◆ RECORDS FOR PROCESSING
——

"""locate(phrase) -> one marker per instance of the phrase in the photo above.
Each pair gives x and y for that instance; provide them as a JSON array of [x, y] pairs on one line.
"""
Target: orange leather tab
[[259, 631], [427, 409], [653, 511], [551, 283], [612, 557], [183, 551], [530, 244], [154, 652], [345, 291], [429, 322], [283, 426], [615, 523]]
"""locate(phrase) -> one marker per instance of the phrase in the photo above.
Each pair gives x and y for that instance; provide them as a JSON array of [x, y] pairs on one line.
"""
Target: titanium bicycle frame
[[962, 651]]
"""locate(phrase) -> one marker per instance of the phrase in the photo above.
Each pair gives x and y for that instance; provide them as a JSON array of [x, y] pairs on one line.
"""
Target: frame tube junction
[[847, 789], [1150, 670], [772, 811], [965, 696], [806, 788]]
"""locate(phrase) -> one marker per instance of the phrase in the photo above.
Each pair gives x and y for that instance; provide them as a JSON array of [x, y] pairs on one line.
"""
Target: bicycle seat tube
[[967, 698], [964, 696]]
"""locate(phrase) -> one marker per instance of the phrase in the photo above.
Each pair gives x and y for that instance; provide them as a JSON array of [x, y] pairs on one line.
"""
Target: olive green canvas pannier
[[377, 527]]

——

◆ TO DO
Reproduce verbatim the portion of the listing above that opens with its first line and closes with the line containing "[[847, 789], [1150, 670], [772, 811], [965, 696], [806, 788]]", including both of those lines.

◆ RESULT
"""locate(phrase) -> one marker per instance of the phrase in the photo above.
Each pair gives x and y for that instance; provide them as a JSON array of [x, y] pairs on one line.
"""
Target: orange leather tab
[[259, 631], [427, 409], [653, 511], [551, 283], [612, 557], [183, 551], [530, 244], [154, 652], [345, 291], [429, 322], [283, 426], [615, 523]]
"""locate(phrase) -> one marker per instance of the phrase in the photo above.
Each pair gives x and y for that instance; provide them as a JSON array of [x, y] pairs on one line.
"""
Target: titanium bicycle frame
[[962, 651]]
"""locate(phrase) -> one marker per instance of the phrase in the photo above.
Each pair gives x and y for that instance; provide them as a JSON array of [x, y] pairs on one line.
"""
Target: frame tube junction
[[847, 789], [1150, 670], [772, 811], [965, 696], [806, 788]]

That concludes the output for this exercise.